Selected excerpt:
[Start of Attachment]

Six months later, the whole story emerged. He had cheated not just with this nasty assistant but with many women. Our entire relationship. He was, he told me, a sex addict. He was in treatment with a therapist who specialized in sex addiction.
To those who tell me that sex addiction is a convenient excuse that cads use when they’re caught, I say you’ve never seen sex addiction. Anyone with sex addiction, like any other addiction, is emotionally crippled by shame and self-loathing. It’s the farthest thing from sexy or convenient. Admitting it means 12-step meetings, full disclosure of everything you’ve ever done. Every lie you’ve told. It’s finally looking at yourself in the mirror and hating what you see.
My husband fully expected me to leave when he confessed but had agreed with his therapist that I deserved to know.
But when I looked at him curled in the fetal position, sobbing, unable to look at me, I saw only the father of my children – my closest friend – at the lowest point of his life.
I told him I could promise nothing but that I would be his friend. I figured that I would leave, eventually. That I would ensure he continued to get help, that once he was “healthy”, I would move on without regret.
In the meantime, however, I also was at the lowest point of my life. His betrayal triggered all sorts of my own issues – abandonment, trust, safety.
But by facing those, and watching my husband address deeply buried issues of his own, we grew together.

[End of Attachment]

Information shown:
[Start of Attachment]

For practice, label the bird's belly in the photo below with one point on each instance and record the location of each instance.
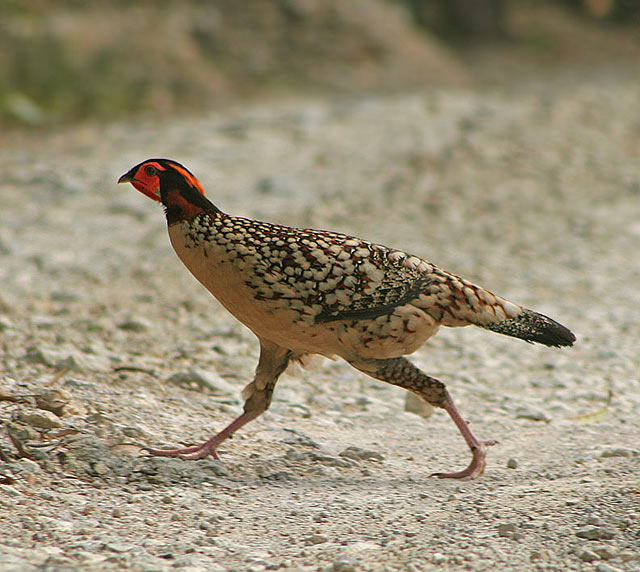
(288, 325)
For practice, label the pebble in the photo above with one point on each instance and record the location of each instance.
(606, 552)
(53, 400)
(533, 414)
(509, 530)
(595, 533)
(619, 452)
(604, 567)
(196, 378)
(345, 564)
(134, 325)
(40, 419)
(587, 555)
(358, 454)
(316, 539)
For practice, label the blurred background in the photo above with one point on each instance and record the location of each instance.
(69, 60)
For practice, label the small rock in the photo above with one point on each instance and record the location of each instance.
(532, 413)
(619, 452)
(587, 555)
(195, 378)
(8, 490)
(604, 567)
(606, 552)
(358, 454)
(345, 564)
(595, 533)
(509, 530)
(316, 539)
(414, 404)
(542, 555)
(40, 419)
(53, 400)
(100, 468)
(60, 296)
(134, 325)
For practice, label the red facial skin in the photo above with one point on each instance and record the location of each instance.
(145, 179)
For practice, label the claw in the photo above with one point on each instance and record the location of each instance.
(477, 465)
(187, 453)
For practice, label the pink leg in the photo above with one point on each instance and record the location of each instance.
(207, 448)
(273, 361)
(478, 447)
(401, 372)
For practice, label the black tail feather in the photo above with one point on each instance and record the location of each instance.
(533, 327)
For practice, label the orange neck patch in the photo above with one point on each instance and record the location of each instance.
(180, 207)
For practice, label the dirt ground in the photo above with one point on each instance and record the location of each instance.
(107, 342)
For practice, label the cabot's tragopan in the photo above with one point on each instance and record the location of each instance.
(304, 292)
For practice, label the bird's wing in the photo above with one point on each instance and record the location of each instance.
(343, 277)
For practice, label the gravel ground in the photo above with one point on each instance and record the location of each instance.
(107, 342)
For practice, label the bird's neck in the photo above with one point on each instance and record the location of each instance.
(184, 204)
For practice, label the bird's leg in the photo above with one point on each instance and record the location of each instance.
(401, 372)
(273, 361)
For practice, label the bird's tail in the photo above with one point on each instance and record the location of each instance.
(533, 327)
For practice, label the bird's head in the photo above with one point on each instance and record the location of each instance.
(153, 176)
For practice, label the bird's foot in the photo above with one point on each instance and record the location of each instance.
(476, 467)
(188, 453)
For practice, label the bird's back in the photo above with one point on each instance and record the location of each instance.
(331, 293)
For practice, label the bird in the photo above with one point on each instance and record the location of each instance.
(304, 292)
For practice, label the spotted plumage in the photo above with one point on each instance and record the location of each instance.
(304, 291)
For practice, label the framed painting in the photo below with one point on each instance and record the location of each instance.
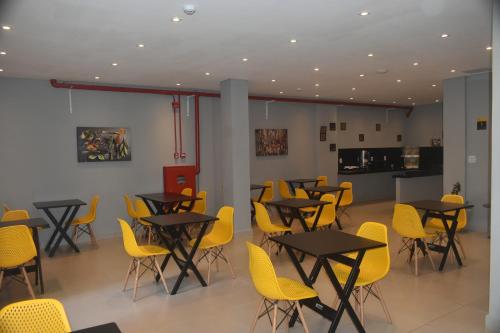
(271, 142)
(103, 144)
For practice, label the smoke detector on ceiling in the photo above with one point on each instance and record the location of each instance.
(189, 9)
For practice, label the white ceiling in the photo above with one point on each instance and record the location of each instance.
(79, 39)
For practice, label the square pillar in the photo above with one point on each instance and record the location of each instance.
(235, 161)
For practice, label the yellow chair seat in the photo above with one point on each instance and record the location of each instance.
(153, 250)
(295, 290)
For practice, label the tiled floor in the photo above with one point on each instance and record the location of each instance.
(89, 284)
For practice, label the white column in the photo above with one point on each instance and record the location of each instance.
(493, 317)
(235, 160)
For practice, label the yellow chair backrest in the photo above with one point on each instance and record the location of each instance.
(222, 231)
(141, 209)
(16, 246)
(268, 192)
(322, 181)
(262, 273)
(406, 222)
(262, 218)
(15, 215)
(38, 315)
(328, 213)
(347, 196)
(462, 216)
(377, 261)
(284, 189)
(200, 206)
(129, 241)
(130, 207)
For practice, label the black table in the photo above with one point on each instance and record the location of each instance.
(175, 226)
(438, 209)
(317, 191)
(255, 187)
(301, 182)
(105, 328)
(62, 225)
(294, 206)
(34, 224)
(324, 246)
(167, 202)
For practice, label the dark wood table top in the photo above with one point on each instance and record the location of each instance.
(298, 203)
(106, 328)
(325, 189)
(36, 222)
(167, 197)
(171, 220)
(257, 187)
(58, 203)
(302, 180)
(327, 243)
(438, 206)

[End of Attachment]

Problem details:
Reproduce word for word the passage on the husband's sex addiction, everything from "Six months later, the" down to "deserved to know.".

Exercise result:
Six months later, the whole story emerged. He had cheated not just with this nasty assistant but with many women. Our entire relationship. He was, he told me, a sex addict. He was in treatment with a therapist who specialized in sex addiction.
To those who tell me that sex addiction is a convenient excuse that cads use when they’re caught, I say you’ve never seen sex addiction. Anyone with sex addiction, like any other addiction, is emotionally crippled by shame and self-loathing. It’s the farthest thing from sexy or convenient. Admitting it means 12-step meetings, full disclosure of everything you’ve ever done. Every lie you’ve told. It’s finally looking at yourself in the mirror and hating what you see.
My husband fully expected me to leave when he confessed but had agreed with his therapist that I deserved to know.